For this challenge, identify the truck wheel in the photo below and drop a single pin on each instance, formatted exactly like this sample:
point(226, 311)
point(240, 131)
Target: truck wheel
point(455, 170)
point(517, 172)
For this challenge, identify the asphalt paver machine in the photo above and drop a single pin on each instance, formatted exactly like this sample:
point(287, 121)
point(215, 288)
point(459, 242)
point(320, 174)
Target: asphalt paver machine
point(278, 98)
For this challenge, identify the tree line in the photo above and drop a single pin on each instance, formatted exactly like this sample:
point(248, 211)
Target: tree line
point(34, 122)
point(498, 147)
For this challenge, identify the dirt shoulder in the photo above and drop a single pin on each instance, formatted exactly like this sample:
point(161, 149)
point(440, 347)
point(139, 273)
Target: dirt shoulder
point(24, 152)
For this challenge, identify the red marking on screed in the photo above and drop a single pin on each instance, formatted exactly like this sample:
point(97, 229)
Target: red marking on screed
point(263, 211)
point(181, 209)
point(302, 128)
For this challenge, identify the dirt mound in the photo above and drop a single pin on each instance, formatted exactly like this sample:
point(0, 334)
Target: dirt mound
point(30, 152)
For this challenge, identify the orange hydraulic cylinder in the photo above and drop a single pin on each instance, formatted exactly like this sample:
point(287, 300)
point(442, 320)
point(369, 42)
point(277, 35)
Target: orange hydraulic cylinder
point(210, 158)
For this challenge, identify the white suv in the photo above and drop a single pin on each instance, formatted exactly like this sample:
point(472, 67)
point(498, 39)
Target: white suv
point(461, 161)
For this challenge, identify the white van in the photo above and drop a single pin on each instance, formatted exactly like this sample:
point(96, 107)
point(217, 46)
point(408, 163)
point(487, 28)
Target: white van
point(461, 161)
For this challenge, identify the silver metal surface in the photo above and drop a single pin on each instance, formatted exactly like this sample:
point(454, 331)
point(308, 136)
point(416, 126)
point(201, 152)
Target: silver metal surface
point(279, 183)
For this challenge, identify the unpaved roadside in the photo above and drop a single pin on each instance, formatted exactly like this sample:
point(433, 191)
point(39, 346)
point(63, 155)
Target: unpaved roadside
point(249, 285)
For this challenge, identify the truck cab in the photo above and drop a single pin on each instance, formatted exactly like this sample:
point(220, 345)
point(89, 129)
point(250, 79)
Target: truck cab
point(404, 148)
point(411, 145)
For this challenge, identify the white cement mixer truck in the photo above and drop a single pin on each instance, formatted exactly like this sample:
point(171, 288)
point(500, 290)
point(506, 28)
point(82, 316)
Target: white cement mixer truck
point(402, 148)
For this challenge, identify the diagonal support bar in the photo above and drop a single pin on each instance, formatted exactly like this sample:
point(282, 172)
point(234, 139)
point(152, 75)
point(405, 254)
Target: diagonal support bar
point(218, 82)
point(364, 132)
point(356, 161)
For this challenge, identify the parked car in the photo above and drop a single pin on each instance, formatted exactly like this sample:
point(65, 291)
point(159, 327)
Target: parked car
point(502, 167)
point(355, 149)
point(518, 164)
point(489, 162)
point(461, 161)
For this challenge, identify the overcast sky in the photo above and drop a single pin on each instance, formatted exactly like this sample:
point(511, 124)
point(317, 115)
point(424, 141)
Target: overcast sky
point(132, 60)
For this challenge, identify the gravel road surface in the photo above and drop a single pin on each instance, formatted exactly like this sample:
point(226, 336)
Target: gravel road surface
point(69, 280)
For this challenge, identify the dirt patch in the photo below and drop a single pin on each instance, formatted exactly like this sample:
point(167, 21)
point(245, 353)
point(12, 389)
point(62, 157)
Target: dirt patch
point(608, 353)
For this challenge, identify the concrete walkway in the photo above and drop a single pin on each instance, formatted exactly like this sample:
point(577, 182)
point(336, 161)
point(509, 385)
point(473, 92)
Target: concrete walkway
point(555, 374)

- _PROBLEM DESCRIPTION_
Copy the line containing "point(405, 254)" and every line after it, through the last line of the records. Include nothing else.

- _EXERCISE SOLUTION_
point(405, 254)
Target: diagonal support bar
point(218, 82)
point(364, 132)
point(356, 161)
For this challenge, identify the parked car in the photo above and drop a single pin on each instance, formatted exactly like this sample:
point(65, 291)
point(159, 327)
Target: parked car
point(502, 167)
point(355, 149)
point(518, 164)
point(489, 162)
point(461, 161)
For this challenge, identify the overcast sky in the photo above and drop a single pin on each instance, formatted exactly like this sample:
point(511, 124)
point(317, 115)
point(424, 141)
Target: overcast sky
point(132, 60)
For this challenge, identify the gravel road surface in the photo above and drop a single pin on each instance, formatted exactly like this sample:
point(226, 336)
Target: gravel road surface
point(69, 280)
For this challenge, identify the dirt patch in the photo below and drop a single pin on each instance, formatted exactly like this sample:
point(167, 21)
point(245, 353)
point(12, 389)
point(62, 157)
Target: dirt patch
point(608, 353)
For this challenge, identify the concrete walkway in the photo above and drop a single pin on each instance, formatted exactly like this sample:
point(577, 182)
point(336, 161)
point(509, 385)
point(473, 92)
Target: concrete walkway
point(555, 374)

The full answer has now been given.